→ **Stated task**
Please set down the lines below word for word, omitting the pictures.

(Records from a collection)
-- -- --

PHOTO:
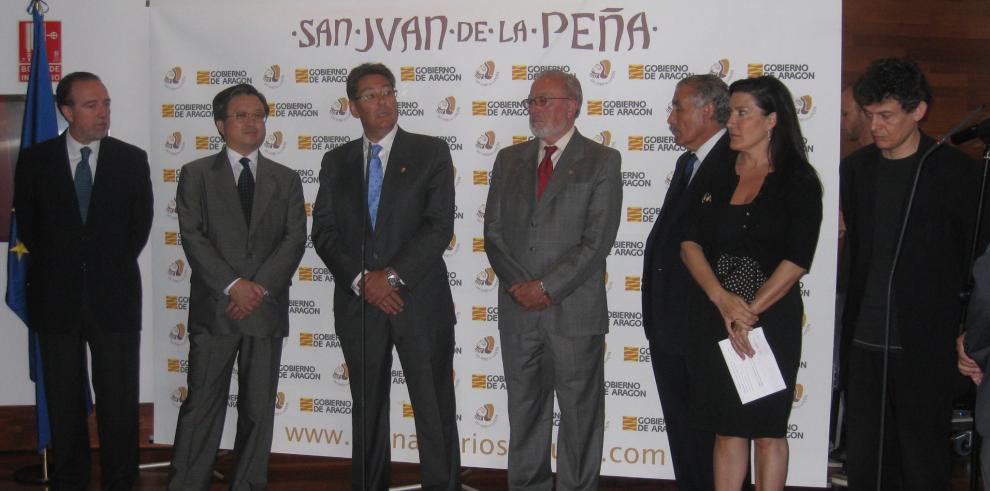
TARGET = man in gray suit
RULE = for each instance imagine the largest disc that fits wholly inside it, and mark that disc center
(383, 217)
(552, 214)
(243, 229)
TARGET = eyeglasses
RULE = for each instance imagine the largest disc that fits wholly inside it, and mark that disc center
(245, 117)
(540, 101)
(374, 96)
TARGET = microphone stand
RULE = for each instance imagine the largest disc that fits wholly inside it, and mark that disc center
(365, 218)
(893, 270)
(974, 458)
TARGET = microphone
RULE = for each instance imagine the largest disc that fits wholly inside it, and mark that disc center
(981, 130)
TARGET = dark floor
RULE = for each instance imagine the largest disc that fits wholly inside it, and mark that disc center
(301, 473)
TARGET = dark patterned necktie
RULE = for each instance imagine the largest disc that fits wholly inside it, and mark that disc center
(689, 169)
(84, 182)
(245, 188)
(545, 170)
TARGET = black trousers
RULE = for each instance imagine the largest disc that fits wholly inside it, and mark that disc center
(427, 363)
(115, 367)
(916, 427)
(691, 449)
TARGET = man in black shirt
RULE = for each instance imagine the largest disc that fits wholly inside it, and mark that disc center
(924, 299)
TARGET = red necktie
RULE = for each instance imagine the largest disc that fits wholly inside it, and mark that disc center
(545, 170)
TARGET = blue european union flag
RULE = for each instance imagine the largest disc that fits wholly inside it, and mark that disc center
(39, 125)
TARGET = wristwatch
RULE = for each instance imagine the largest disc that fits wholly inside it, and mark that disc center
(392, 278)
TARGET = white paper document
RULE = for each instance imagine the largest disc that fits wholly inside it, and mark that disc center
(754, 377)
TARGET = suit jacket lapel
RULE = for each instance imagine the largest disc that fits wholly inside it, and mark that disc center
(105, 162)
(264, 190)
(221, 181)
(394, 174)
(573, 153)
(62, 172)
(526, 168)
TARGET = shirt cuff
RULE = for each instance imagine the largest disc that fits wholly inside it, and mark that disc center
(355, 285)
(226, 291)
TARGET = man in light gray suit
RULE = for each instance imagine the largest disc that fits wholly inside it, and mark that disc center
(552, 214)
(243, 229)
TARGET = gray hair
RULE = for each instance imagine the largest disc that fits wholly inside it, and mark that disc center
(571, 83)
(710, 89)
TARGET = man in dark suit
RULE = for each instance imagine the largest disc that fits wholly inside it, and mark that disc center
(243, 229)
(551, 217)
(84, 209)
(398, 222)
(699, 111)
(915, 360)
(974, 360)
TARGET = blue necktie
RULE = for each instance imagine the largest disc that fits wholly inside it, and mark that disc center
(375, 177)
(84, 182)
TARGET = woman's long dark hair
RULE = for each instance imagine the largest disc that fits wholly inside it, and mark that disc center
(787, 154)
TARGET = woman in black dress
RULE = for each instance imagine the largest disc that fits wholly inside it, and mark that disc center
(754, 238)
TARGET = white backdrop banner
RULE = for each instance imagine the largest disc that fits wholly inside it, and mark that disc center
(462, 70)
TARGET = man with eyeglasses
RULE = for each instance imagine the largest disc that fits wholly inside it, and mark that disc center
(243, 229)
(383, 217)
(553, 210)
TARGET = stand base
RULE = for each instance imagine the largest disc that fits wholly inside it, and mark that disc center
(32, 474)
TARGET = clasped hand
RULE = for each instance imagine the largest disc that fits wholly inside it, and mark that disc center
(739, 319)
(245, 297)
(377, 292)
(530, 296)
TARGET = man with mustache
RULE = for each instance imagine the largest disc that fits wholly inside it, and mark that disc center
(552, 214)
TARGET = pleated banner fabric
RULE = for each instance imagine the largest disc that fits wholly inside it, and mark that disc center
(462, 69)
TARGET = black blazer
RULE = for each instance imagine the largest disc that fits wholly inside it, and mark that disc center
(665, 278)
(933, 263)
(72, 262)
(414, 226)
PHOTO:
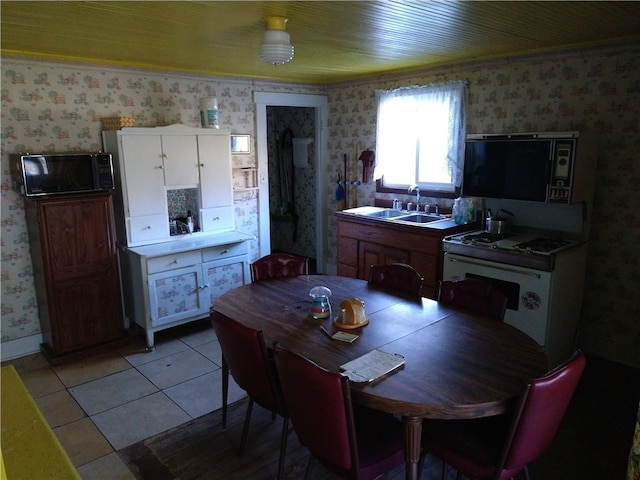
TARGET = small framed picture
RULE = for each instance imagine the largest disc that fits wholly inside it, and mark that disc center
(240, 144)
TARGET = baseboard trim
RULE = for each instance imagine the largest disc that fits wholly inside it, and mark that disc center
(20, 347)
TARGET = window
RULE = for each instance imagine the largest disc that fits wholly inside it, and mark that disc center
(420, 137)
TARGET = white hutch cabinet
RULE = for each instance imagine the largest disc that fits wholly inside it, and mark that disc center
(169, 280)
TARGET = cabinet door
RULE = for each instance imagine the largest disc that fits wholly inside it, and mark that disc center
(177, 294)
(215, 219)
(347, 257)
(87, 310)
(224, 275)
(144, 175)
(216, 189)
(81, 271)
(180, 155)
(375, 254)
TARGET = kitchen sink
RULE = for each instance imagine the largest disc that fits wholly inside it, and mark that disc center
(419, 218)
(386, 213)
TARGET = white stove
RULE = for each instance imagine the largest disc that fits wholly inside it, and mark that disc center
(540, 273)
(530, 249)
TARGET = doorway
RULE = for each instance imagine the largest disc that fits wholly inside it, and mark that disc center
(273, 213)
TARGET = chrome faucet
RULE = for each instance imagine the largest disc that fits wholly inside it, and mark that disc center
(417, 189)
(183, 227)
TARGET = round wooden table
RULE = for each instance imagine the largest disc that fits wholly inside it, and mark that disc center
(457, 365)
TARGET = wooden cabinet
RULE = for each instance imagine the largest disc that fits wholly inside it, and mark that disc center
(174, 284)
(73, 248)
(376, 254)
(149, 162)
(364, 242)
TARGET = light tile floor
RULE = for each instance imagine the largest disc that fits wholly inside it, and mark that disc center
(103, 403)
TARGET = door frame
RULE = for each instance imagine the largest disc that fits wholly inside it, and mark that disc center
(320, 105)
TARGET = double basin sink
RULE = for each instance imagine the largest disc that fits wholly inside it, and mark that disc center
(395, 215)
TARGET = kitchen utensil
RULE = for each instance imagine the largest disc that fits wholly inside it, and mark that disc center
(320, 306)
(498, 225)
(351, 314)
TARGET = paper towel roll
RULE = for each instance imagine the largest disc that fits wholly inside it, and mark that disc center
(301, 152)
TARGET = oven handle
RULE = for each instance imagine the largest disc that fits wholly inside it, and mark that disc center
(510, 270)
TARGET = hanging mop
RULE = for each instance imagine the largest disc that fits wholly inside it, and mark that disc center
(287, 178)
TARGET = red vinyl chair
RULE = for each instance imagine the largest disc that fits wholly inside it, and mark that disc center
(498, 448)
(397, 276)
(278, 265)
(244, 353)
(474, 296)
(353, 442)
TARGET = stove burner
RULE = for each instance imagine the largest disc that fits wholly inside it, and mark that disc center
(542, 244)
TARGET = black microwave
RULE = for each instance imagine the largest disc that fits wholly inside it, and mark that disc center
(536, 167)
(59, 173)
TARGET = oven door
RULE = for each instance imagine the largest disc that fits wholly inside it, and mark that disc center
(527, 291)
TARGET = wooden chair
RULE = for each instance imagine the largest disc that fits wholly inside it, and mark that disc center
(354, 442)
(245, 354)
(475, 296)
(498, 448)
(278, 265)
(397, 276)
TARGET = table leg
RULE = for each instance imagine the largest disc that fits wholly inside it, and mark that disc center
(412, 444)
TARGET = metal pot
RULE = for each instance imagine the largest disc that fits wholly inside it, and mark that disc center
(498, 225)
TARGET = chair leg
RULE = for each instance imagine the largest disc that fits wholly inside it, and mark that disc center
(225, 392)
(307, 473)
(283, 447)
(245, 428)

-- -- --

→ **Solution to this task**
PHOTO:
TARGET = man in gray suit
RULE = for each instance imagine the largest disc that fits wholly inside it, and mark that disc center
(383, 217)
(552, 214)
(243, 229)
TARGET = eyeglasses
RULE = for each instance imagine the largest disc that fits wholly inside it, and mark that disc center
(245, 117)
(540, 101)
(374, 96)
TARGET = microphone stand
RULE = for each instance imagine the largest disc that fits wholly inside it, and mark that disc center
(365, 218)
(893, 270)
(974, 458)
TARGET = microphone
RULE = for each instance imagine the largest disc that fits wholly inside it, and mark that disc center
(981, 130)
TARGET = dark floor
RULE = for each instance imagine the largest disc that fits wholly inside it, and mark that disc center
(301, 473)
TARGET = dark patterned necktie
RULE = for each instance imagine the largest disc that fits wholly inside it, and mark that disc center
(689, 169)
(84, 182)
(245, 188)
(545, 170)
TARGET = black trousers
RULE = for each instance imagine the largest disc that fits wholly inside it, and mark that disc center
(427, 363)
(115, 367)
(916, 427)
(691, 449)
TARGET = man in black shirt
RULE = for each instance imagine the largest disc that fits wholly inside it, and mark that disc center
(924, 299)
TARGET = red necktie
RULE = for each instance imagine the largest disc that fits wholly inside it, and mark that disc center
(545, 170)
TARGET = blue european union flag
RULE = for each instance imagine the largest disc that fits wholly inside it, and mark that disc center
(39, 125)
TARGET = wristwatch
RULE = for each instance imagine the largest disc that fits wholly inside it, and mark that disc center
(392, 278)
TARGET = white paper document
RULE = for each instance imagine the largest disc that fits wholly inside it, and mark that disc center
(754, 377)
TARGET = suit jacket lapel
RULE = for each instance imagine the largest disc that fits wholly inside it, and mark that disc center
(105, 162)
(264, 190)
(221, 181)
(394, 174)
(573, 153)
(62, 172)
(526, 168)
TARGET = shirt cuff
RULE = for each instance imagine the largest disc that fits wholly inside it, and mark that disc center
(355, 285)
(226, 291)
TARGET = man in light gray suit
RULE = for each instance imagine the largest disc that fits wholly inside it, and mark that disc center
(552, 214)
(243, 229)
TARGET = gray hair
RULE = for each instance imagine the largest disc that fits wholly inside it, and mark that disc center
(571, 83)
(710, 89)
TARGET = man in dark suit
RULE = for each instance imagine the largest disc that fits wholly inside it, and mark that disc center
(243, 229)
(551, 217)
(84, 209)
(398, 222)
(699, 111)
(915, 360)
(974, 360)
TARGET = blue necktie
RULE = for each instance imagine the largest disc that fits wholly inside it, and mark that disc center
(375, 177)
(84, 182)
TARGET = woman's long dark hair
RULE = for each instance imagine the largest disc that fits wholly inside it, and mark that disc center
(787, 154)
TARGET = woman in black dress
RULE = for each instance imagine the largest disc that fits wholly inside it, and mark that disc center
(754, 238)
TARGET = white backdrop banner
RULE = for each instance imagine the largest disc that fits wholly inside it, and mark that disc center
(462, 70)
TARGET = man with eyeglasses
RULE = for each instance imagine the largest disc that fits wholly inside it, and mark that disc center
(243, 229)
(383, 217)
(553, 210)
TARGET = stand base
RULE = for each instance imagine the largest disc that fits wholly inside it, and mark that disc center
(32, 474)
TARGET = clasped hand
RULE = for each instance imagine the largest disc that fits wholly inside it, and mark that disc center
(739, 319)
(245, 297)
(377, 292)
(530, 296)
TARGET = man with mustache
RULE = for each instance imagine the largest disc that fits wholly inside it, and mark that disc center
(552, 214)
TARGET = pleated banner fabric
RULE = for each instance imagine the largest disc that fits wholly inside it, and mark that disc center
(462, 69)
TARGET = black blazer
RULE = for each instance imagine the largest disc that fits wholly inside it, and mark that disc center
(665, 278)
(933, 263)
(72, 262)
(414, 226)
PHOTO:
TARGET = small framed picture
RULE = for each instance imagine the largest disc that fits wholly inside it, and mark that disc center
(240, 144)
TARGET = baseboard trim
RULE = for each instance imagine the largest disc that fits wholly inside it, and mark that disc center
(20, 347)
TARGET = window
RULE = for each instance imagine the largest disc that fits wholly inside it, and mark that disc center
(420, 137)
TARGET = white hutch cabinet
RULE = for each instance imagine the largest disc that fits wholly inside it, and mark that disc center
(169, 280)
TARGET = cabinet door
RULE = for each instance imagine the largest disc that fits wholly inside it, and mark that disc center
(177, 294)
(215, 219)
(347, 257)
(87, 310)
(224, 275)
(144, 175)
(216, 189)
(81, 271)
(180, 155)
(375, 254)
TARGET = kitchen sink
RULE = for each instance imagine the largest disc that fits wholly inside it, and mark that disc center
(419, 218)
(386, 213)
TARGET = white stove
RULE = for each instance imagine the largest disc that fits wholly inside it, and mark that disc center
(540, 273)
(530, 249)
TARGET = doorway
RULE = for each instance imagine the largest disc that fits wholly inside it, and mark that disc center
(273, 213)
TARGET = chrome faucet
RULE = for each instance imagine the largest disc that fits wholly inside it, and mark that disc center
(417, 189)
(183, 227)
TARGET = round wooden table
RULE = for each instance imagine the largest disc that fits wholly inside it, and mark that disc center
(457, 365)
TARGET = wooden cabinet
RULE = for each instance imagine the largest disc that fits wholly inside it, and mark that disc center
(174, 284)
(73, 248)
(376, 254)
(149, 162)
(364, 242)
TARGET = light tile floor
RULE = for each instance imagine the largest disc that fits wholly inside it, and mark that disc center
(103, 403)
TARGET = door frame
RULE = for each instance imagine the largest disc that fits wholly inside it, and mark that disc center
(320, 105)
TARGET = double basin sink
RULE = for each instance imagine the largest disc that fits wholly inside it, and mark that disc center
(395, 215)
TARGET = kitchen utensil
RULE = for each instance imagine the largest disc that fits wholly inside it, and mark that disc center
(320, 306)
(498, 225)
(351, 314)
TARGET = paper towel roll
RULE = for each instance imagine the largest disc that fits wholly inside it, and mark that disc center
(301, 152)
TARGET = oven handle
RULE = for each instance imagine the largest disc that fits wholly inside it, and mark that disc center
(510, 270)
TARGET = hanging mop
RULE = for each instance imagine the largest disc that fits wholly inside it, and mark that disc center
(287, 178)
TARGET = red vinyl chair
RULE = for each instance imagine the largest disc that fits wholly inside it, and mark that disc center
(498, 448)
(397, 276)
(278, 265)
(244, 353)
(474, 296)
(353, 442)
TARGET = stove burner
RULE = for each instance imagine the largest disc that fits wholly inside it, and mark that disc center
(542, 244)
TARGET = black microwave
RULE = for each instance imagine the largest disc that fits wholly inside it, and mark that disc center
(536, 167)
(59, 173)
TARGET = oven door
RULE = for each instance imagine the largest disc that fits wholly inside it, and mark that disc center
(527, 291)
TARGET = wooden chair
RULE = for each instance imagine the largest disc that fits wholly inside it, and mark that disc center
(354, 442)
(245, 354)
(475, 296)
(498, 448)
(278, 265)
(397, 276)
TARGET = table leg
RULE = for each instance imagine the largest disc that fits wholly inside it, and mark that disc center
(412, 444)
TARGET = metal pot
RULE = for each instance imagine the largest disc that fits wholly inside it, and mark that disc center
(498, 225)
TARGET = chair leg
RULE = for each instance imagine the largest disc that fits wholly inside it, and mark that disc center
(225, 392)
(307, 473)
(283, 447)
(245, 428)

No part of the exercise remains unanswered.